=== SUPPLIED RECORDS ===

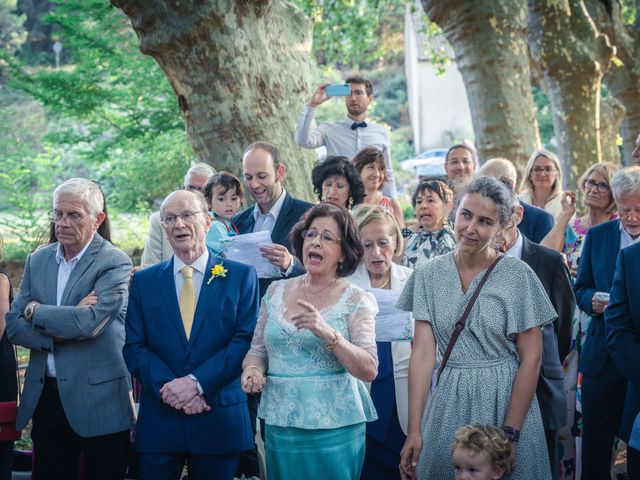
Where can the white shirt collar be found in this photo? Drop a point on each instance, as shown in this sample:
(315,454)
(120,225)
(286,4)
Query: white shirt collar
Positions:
(516,248)
(60,253)
(626,239)
(275,210)
(200,264)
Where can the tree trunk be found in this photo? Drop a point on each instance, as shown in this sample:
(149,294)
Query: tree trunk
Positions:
(240,70)
(573,57)
(490,45)
(623,78)
(612,112)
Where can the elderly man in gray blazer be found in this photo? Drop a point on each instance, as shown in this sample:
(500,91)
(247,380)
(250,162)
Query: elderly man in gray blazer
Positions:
(70,313)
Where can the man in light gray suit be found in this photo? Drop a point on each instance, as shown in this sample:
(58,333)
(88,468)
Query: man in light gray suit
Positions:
(70,313)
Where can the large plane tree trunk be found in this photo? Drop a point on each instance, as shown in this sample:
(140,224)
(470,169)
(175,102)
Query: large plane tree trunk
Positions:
(490,43)
(573,57)
(623,78)
(240,71)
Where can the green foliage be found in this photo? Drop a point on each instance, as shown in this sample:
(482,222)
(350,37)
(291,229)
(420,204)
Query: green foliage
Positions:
(119,118)
(545,118)
(353,32)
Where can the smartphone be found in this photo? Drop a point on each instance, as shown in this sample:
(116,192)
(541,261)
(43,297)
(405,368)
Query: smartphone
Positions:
(338,90)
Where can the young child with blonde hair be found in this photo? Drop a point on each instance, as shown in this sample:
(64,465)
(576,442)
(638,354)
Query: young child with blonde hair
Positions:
(480,452)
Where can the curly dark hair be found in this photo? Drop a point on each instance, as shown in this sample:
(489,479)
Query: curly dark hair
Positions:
(350,241)
(440,188)
(369,155)
(338,166)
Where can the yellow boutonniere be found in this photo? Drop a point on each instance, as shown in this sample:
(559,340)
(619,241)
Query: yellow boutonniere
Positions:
(217,271)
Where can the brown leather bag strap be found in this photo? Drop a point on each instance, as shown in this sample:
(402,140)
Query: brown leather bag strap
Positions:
(463,319)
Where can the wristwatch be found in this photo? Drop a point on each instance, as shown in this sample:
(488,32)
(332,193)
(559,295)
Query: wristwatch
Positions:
(30,310)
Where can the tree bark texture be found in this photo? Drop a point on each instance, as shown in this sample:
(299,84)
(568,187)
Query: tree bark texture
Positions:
(489,39)
(612,113)
(240,70)
(623,78)
(573,57)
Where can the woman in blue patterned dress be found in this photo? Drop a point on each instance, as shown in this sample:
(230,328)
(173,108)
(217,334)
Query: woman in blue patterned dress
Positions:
(493,370)
(432,203)
(313,347)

===

→ **TASK DESCRIPTION**: Rewrite all of the items above, switching each "Drop a point on each instance" to "Mark every instance with a point" and changing nothing else. Omit the pictures from your answer.

→ **SOLUTION TO THE PROBLEM**:
Where can the white shirt collar be found in this photo? Mark every instance with a point, as shown in this sample:
(315,454)
(120,225)
(286,4)
Query: white shirt collar
Positions:
(516,248)
(60,253)
(626,239)
(275,210)
(200,264)
Where can the tree trunk be found in this photo? Mark every instance with a point, as shown in this sample:
(149,294)
Query: tree trunk
Positions:
(240,70)
(573,57)
(490,45)
(623,78)
(612,112)
Where can the elderly man in gray blazer be found in this photo? Mark every instance with a point, as shown in this sample:
(500,91)
(247,380)
(250,162)
Query: elderly man in gray blazer
Positions:
(70,313)
Where can the man in light gray suit be found in this photo? Mark every instance with a point, as shown in this sample:
(58,333)
(88,468)
Query: man in light gray suit
Positions:
(70,313)
Where can the large plane tree trunk be found in this photo? Mark every instance with a point, as shown in this sample:
(140,224)
(470,169)
(175,102)
Query: large plane tree trunk
Positions:
(490,43)
(573,57)
(623,78)
(240,71)
Where can the green foliage be found in this photo? Mark every instance with a point, as shown in this sample:
(482,222)
(350,37)
(291,229)
(420,204)
Query: green foliage
Positions:
(119,118)
(545,118)
(353,32)
Where can the smartphone be found in this photo? Mark every instance with a point, as shown in this sample:
(116,192)
(541,261)
(43,297)
(405,368)
Query: smartphone
Positions:
(338,90)
Where can the young child with blonde hair be found in this photo? Mark every instance with a point, as shown in this sample:
(64,465)
(576,442)
(638,354)
Query: young child with blonde hair
Positions:
(480,452)
Where can the curly dark hair be found in this photo? Mark every instance with a point, as shown in this sample:
(489,479)
Query: curly dark hair
Positions:
(350,241)
(440,188)
(369,155)
(338,166)
Where can the yellow boutonniere be found in this photo? Mark every instance with a point, as shown in this sample:
(559,340)
(619,241)
Query: yellow boutonniere
Positions:
(217,271)
Where can the brown leather bag strap be found in this photo? Mark every instance with a point, as shown in this sample:
(402,140)
Query: brown leather bag strap
Positions:
(463,319)
Where can the wristwatch be found in this photo? Mark every instance with a point, as shown in this sample:
(488,32)
(332,193)
(559,295)
Query: wristwatch
Positions:
(30,310)
Where can the tree bark texture be found in this photo? Mark every instance with a point, as shown in this sample:
(299,84)
(568,187)
Query: tree bark texture
Positions:
(489,39)
(612,113)
(240,70)
(623,78)
(573,57)
Where can the woman in blue patterned dress be found in this photo? Mark every instance with a point, as shown in this sample:
(230,328)
(173,108)
(217,334)
Query: woman in blue patterned dress
Positions:
(493,370)
(432,203)
(313,347)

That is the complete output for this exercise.